* _PROBLEM DETAILS_
Print the listing exactly as it stands, and skip any pictures in it.
◆ ◆ ◆ ◆ ◆
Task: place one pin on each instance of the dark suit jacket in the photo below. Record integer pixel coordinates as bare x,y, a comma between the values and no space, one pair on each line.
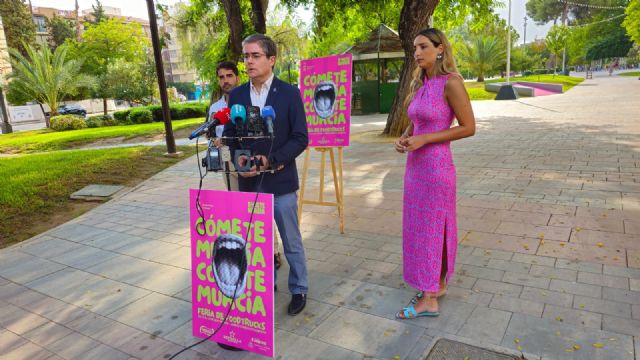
290,137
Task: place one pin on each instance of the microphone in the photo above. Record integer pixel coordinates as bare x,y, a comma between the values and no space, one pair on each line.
238,117
254,122
221,117
268,115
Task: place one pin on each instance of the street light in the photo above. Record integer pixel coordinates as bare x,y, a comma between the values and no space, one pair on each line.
157,55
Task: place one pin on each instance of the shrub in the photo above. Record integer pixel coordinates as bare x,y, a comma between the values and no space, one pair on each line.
121,115
67,122
140,116
98,120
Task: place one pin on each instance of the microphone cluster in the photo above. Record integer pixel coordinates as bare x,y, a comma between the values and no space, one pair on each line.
248,122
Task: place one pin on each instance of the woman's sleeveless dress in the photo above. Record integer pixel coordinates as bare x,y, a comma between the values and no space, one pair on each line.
429,213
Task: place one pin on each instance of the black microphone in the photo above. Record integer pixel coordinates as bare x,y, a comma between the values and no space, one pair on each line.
254,122
203,128
268,115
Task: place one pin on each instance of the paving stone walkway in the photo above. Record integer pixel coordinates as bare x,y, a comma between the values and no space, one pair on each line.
548,262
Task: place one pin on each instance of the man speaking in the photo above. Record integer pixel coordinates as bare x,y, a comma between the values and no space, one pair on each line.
290,139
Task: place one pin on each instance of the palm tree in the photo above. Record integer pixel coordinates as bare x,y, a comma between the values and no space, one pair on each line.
46,77
482,55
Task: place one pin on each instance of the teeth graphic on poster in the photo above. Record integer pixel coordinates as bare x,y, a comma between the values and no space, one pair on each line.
232,268
324,98
230,265
325,87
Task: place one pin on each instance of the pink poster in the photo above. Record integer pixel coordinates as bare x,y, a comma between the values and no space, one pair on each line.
325,85
229,262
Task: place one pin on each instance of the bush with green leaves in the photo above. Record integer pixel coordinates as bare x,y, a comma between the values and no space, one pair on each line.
121,115
67,122
98,120
140,116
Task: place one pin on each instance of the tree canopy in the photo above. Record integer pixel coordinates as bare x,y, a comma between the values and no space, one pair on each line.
60,29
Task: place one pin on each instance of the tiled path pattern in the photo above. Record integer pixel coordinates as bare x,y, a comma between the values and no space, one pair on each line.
548,262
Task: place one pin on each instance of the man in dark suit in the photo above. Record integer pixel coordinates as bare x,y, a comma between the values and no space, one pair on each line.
290,140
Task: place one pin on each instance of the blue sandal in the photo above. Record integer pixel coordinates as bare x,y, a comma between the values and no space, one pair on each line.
419,295
410,313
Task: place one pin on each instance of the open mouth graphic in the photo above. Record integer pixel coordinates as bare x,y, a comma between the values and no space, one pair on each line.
230,265
324,98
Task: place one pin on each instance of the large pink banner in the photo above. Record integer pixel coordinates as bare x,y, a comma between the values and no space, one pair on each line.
325,85
222,271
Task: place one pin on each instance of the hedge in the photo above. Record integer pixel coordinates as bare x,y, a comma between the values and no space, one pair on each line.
140,116
67,122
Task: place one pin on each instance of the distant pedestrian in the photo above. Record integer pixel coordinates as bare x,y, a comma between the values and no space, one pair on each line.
429,228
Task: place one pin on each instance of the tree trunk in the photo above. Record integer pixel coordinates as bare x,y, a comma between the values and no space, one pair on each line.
258,15
414,17
236,26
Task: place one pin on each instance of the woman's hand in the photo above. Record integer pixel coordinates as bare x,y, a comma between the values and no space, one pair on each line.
413,143
398,144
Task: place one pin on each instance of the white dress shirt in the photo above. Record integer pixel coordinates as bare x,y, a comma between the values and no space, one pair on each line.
260,98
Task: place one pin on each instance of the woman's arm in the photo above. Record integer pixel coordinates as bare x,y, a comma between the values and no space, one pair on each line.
457,97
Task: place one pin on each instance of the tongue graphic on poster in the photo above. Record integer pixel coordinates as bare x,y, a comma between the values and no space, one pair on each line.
232,261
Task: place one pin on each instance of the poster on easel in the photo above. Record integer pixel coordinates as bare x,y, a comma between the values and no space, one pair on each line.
232,260
325,86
◆ ◆ ◆ ◆ ◆
* _WRITTEN SOLUTION_
Task: place one pin on each instance of the dark suit jacket in the photo below. Record integer pixel coordinates as bare x,y, a comma between the values and no space, one pair on each line.
290,137
Task: place one pin on each instance of the microphone in the photo above. Record integer pixel coordinates as bare x,y, a comma between the values and no space, one pair on each line.
238,117
254,122
221,117
268,115
Task: place one pin on each instance of the street light in the photo above. Record integer pixel coordinates as bare x,y, a comma between the values and no space, one pair on each line.
157,55
Task: place one pin on each instance of the shrub in the photo above. Record integer pixel coordinates as bare x,y, a comma between the values and no space, one pair on each line.
121,115
67,122
140,116
98,120
Task: place one pin on each instance of the microphone cluster in the photo above. Record integer pixel coordinates as bare x,y, a comma between the values and no space, one pair on each line.
248,122
Task: place one pin on each instance of the woman's sleeveless dress in the photo above. Record integer pixel coordinates as bare x,y, a comma between the values and no space, one pair on each line.
429,213
Task: place one pin on each instance of the black microphone in the photo above. Record integer pixel coordinates as bare x,y, a comma between the values and no space, one pair on each line.
254,122
203,128
268,115
Task: place one pin on each instance of the paving stone walkway in the photo above. Record integer pixel coordinates as bare x,y, a comma between the values and no space, one pair on each line.
548,262
Task: place one pin on each instance of the man speaking in the photo above. Record integer pixel coordinates as bare x,y, a comma between the values and no space, one pair on each line.
290,139
Task: place one pin on each instance of the palm tree in the photo above. Record integer pixel coordinates as bare x,y, a comma between the values and no space, one pair on each line.
46,77
482,55
Task: place one pin on each instance of the teeth graphic on poster in the photo above. Record integer pixel coordinates as bare x,y, a comma between the values and no space, one pair on each line.
232,268
324,98
230,265
325,87
Task: place one pin on each instance of the pink poster in the photo above. Record integer pixel coordinates as bare x,y, a comma between the values and no space, one pair on each line.
325,85
229,262
Task: place one pin on each instance of the bush with green leaves in the photo above. Record integer pixel coordinates as bare x,y, a comma between the values and no space, one pair on each line.
121,115
67,122
98,120
140,116
Task: place one pin on each instance of the tree canopy in the photo above. Record integer pixel coordinates as bare x,y, a comma between the values and no space, one pair on each line.
60,29
Task: place one pin on each instance of the tiled path pattern in the photo above. Record integer pixel coordinates as bare x,y, a comma between the values and no space, one pair on each line.
548,262
Task: place one pin on each instance of the man in dark suit in the photo above. Record integer pixel coordinates as bare x,y, a comma between the values and no space, one pair on each line.
290,140
Task: place one pin on each instance of the blue sandal in the photo above. Record integer pixel coordinates as bare x,y, a comma between the values and no space, one pair on each line.
419,295
410,313
Task: place one pin on each instance of the open mouth graphic in the photo above. Record integer pixel coordinates as bare x,y, a comma between the values and no space, one pair on each line.
230,265
324,98
Task: place one pin on each instance of the large pink banner in the photo above. Record integer pixel coordinates as bare x,y, a comma between the values and no space, one pair on each line.
325,85
222,271
Task: place one pin on each instance of the hedge in the photo above. Record integer pixel coordinates as bare x,y, a comma between the values and no space, one pair on each line.
140,116
67,122
Task: place one pin on each instance of the distant pedestrian in the photo above. Record integer pixel coordinates as bare x,y, a comma between the values and no space, one pair on each line.
429,228
Task: place one pin on each instance of the tree trunk in the photo above. Record integer pixel coordinates as bare x,y, a comma between the values and no space, one pair on each line.
258,15
414,17
236,26
Task: place one pin on each instance of the woman's hand in the photo above. Record integer pixel coordinates as bare x,y, a comma between the values and no space, one pair on each line.
413,143
398,144
Task: place one pin on each instance of the white dress shirt in the photo above. Record integer pixel coordinates as bare x,y, a comma between the values and no space, one pair on each line.
260,98
Task: place one pin on each instance of the woman's arm in the photo above. Record integer pixel coordinates as bare x,y, a comma between the values and no space, one pair on each line.
457,97
Task: place one pin on each instance of the tongue graphic on poster in the photo above. Record integer pixel coordinates as bare x,y, a comma between the values and no space, one pair on each line.
232,261
Task: place one pin on each instance of the poster on easel in the photo above. Record integer pixel coordinates as bare x,y, a comma between the values and no space, one pair on each line.
232,260
325,86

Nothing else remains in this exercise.